(Coordinate labeling data)
----------------------------------------

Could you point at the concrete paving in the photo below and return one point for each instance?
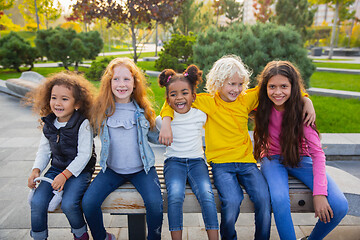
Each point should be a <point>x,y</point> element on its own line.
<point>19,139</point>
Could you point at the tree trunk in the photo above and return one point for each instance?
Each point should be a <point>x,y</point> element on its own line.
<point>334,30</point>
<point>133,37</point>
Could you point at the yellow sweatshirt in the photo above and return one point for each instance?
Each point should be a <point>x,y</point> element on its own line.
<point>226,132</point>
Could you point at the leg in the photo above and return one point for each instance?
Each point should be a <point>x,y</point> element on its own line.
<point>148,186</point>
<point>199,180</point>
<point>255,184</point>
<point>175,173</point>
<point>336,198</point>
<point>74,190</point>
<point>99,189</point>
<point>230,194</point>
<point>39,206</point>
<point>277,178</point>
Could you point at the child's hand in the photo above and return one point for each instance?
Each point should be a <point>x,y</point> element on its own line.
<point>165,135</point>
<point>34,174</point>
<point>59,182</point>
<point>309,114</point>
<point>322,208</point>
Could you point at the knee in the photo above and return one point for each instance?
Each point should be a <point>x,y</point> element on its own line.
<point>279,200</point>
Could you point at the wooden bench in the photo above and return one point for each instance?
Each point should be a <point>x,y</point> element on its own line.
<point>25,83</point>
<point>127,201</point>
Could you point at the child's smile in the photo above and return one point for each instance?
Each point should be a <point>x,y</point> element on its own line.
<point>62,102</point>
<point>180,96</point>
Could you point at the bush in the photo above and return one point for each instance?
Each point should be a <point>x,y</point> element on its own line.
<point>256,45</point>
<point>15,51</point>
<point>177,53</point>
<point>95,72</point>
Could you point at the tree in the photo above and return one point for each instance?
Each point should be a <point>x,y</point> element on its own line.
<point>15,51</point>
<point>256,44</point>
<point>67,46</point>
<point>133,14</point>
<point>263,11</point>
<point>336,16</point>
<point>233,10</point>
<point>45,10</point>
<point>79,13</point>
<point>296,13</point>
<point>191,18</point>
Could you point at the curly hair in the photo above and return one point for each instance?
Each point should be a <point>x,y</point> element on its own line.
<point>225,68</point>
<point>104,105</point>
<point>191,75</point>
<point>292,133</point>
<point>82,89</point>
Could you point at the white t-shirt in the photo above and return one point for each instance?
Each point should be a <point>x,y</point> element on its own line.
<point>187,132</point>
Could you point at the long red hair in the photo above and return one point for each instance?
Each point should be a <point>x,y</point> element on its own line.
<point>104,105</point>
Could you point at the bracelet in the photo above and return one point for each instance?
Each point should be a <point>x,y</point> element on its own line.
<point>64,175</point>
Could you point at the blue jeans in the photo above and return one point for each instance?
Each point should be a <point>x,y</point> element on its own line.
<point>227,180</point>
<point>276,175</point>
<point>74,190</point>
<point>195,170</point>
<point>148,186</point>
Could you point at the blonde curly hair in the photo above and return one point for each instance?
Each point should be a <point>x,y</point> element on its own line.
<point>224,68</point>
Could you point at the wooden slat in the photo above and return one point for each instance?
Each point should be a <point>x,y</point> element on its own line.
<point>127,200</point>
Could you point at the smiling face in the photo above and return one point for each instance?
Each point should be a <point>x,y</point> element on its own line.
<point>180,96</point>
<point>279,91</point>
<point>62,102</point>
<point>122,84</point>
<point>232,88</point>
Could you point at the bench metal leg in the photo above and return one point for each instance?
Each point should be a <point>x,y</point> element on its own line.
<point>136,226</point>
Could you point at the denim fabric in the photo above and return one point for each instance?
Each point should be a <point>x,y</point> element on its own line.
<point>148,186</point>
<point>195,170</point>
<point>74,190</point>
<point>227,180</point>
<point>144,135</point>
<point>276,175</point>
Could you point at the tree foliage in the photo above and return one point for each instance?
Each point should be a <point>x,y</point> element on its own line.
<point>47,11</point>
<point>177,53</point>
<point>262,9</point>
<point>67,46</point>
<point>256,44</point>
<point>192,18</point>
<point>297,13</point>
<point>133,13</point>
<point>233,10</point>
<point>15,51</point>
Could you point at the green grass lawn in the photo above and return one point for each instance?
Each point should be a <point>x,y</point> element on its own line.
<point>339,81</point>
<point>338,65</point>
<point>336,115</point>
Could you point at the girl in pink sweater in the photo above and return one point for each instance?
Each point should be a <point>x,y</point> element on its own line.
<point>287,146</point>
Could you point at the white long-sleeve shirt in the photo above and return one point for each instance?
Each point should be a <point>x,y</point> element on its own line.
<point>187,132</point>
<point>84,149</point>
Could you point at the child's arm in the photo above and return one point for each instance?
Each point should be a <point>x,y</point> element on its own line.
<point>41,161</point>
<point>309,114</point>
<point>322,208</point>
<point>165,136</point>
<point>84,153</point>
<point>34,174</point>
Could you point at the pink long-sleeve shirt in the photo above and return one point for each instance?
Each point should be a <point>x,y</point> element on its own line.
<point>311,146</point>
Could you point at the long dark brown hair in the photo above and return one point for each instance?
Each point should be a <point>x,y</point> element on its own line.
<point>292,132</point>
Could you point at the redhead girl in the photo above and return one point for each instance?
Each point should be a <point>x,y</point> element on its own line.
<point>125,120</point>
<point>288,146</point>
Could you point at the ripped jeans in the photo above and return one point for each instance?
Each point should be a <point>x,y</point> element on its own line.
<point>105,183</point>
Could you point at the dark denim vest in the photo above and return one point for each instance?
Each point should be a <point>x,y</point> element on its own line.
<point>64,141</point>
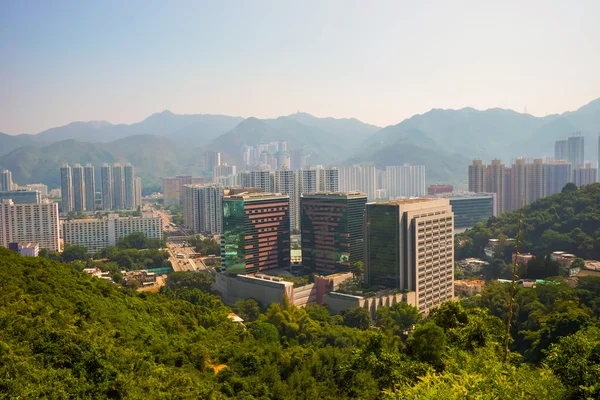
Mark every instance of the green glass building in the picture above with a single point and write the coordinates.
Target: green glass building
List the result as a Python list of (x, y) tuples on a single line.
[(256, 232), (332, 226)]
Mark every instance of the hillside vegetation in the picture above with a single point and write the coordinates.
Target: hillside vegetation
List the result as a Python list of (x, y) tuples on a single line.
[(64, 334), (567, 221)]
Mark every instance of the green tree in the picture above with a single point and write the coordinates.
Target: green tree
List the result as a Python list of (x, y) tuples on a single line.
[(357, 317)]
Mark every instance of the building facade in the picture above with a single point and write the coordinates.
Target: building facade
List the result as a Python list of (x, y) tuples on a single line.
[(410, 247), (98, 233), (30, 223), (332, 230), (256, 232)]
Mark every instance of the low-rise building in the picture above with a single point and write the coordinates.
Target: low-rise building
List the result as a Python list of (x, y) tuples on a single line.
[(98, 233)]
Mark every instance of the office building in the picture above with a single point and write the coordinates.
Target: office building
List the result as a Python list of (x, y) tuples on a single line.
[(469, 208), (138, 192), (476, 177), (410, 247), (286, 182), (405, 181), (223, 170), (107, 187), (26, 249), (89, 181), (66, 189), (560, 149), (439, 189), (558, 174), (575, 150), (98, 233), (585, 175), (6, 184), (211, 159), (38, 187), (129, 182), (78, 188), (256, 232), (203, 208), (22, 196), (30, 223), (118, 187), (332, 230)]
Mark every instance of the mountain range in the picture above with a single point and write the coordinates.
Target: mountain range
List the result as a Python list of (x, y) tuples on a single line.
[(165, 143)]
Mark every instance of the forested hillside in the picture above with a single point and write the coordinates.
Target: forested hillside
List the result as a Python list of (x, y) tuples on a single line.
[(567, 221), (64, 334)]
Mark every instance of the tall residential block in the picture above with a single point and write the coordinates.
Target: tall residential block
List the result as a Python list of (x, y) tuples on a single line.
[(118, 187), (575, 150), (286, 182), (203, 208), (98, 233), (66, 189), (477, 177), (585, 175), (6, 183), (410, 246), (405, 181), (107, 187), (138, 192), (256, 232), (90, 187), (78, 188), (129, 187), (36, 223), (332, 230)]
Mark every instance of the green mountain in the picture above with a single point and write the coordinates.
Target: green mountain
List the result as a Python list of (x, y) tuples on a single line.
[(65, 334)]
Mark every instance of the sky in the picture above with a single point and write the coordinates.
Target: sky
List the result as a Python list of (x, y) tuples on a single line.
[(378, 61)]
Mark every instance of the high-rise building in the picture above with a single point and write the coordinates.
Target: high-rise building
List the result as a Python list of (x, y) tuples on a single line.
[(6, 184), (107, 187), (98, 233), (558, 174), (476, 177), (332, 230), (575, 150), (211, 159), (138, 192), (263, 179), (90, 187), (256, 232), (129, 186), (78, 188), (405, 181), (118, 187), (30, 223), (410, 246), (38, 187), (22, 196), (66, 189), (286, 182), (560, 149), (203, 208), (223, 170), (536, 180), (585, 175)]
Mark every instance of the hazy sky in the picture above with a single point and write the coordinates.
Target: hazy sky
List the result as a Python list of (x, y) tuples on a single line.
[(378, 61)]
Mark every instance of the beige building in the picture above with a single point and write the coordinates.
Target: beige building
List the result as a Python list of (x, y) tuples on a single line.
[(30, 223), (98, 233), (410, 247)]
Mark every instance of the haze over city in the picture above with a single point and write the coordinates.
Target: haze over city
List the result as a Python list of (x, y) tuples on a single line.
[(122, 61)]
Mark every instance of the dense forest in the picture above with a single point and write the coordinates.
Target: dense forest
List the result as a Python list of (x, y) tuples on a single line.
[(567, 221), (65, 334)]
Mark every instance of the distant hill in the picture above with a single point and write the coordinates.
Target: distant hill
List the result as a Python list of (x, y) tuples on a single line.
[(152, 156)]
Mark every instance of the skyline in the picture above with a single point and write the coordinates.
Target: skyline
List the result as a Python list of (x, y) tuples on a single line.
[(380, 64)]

----------------------------------------

■ GIVEN REQUEST ■
From the rows above, return word for word the part that opens with the line containing "Mark every instance of the green tree" and closes with the line containing "[(65, 334)]", including both of those lines.

■ TASK SOLUTION ■
Mark every instance of the green tree in the picture above with a single point and write the coordinates.
Target: green tree
List the result as a Python list of (x, y) tuples on a single line.
[(357, 317)]
Mark every instance of the building facade in the picture above with a single point and write the coordinates.
Target: building facade
List the result as a Python list of (x, y) tuples on a single line.
[(410, 247), (98, 233), (30, 223), (332, 230), (256, 232)]
Mark every instance of the low-rise building in the picture above with a single point and write the coordinates.
Target: low-rise building
List the result as a Python list of (x, y) tuples on a single line.
[(98, 233)]
Mark every instance of the office building in the picture above with a single point and write the coordinates.
Target: office building
List the result as a Python list of (x, y) tuples on a single line.
[(469, 208), (138, 192), (476, 177), (410, 247), (286, 182), (405, 181), (223, 170), (107, 187), (26, 249), (89, 181), (66, 189), (560, 149), (439, 189), (558, 174), (575, 150), (98, 233), (585, 175), (6, 184), (211, 159), (38, 187), (129, 182), (78, 188), (256, 232), (203, 208), (22, 196), (30, 223), (118, 187), (332, 230)]
Mark every instance of the mountain range in the picture above with a single point and write the coordinates.
Target: mountain range
List the result as a Python list of (x, y) tuples on a single line.
[(165, 143)]
Mark every instance of the forested hillside in the picture above with a single point and write the coordinates.
Target: forested hillside
List the result as a Python list of (x, y) tuples on a single line.
[(567, 221), (64, 334)]
Mark every instance of the tall residential block in the picture above with a single point and write the coordinates.
Target: tall residential block
List the result as a Python list of (x, y) tuples on a single line.
[(118, 187), (575, 150), (286, 182), (203, 208), (98, 233), (66, 189), (477, 177), (585, 175), (6, 183), (410, 246), (405, 181), (107, 187), (138, 192), (256, 232), (90, 187), (78, 188), (129, 187), (36, 223), (332, 230)]
Mark every instance of the green mountain in the picture above with a single point and write the coordinates.
Target: green mountain
List the result as a Python list of (x, y) tuples on a single line.
[(65, 334)]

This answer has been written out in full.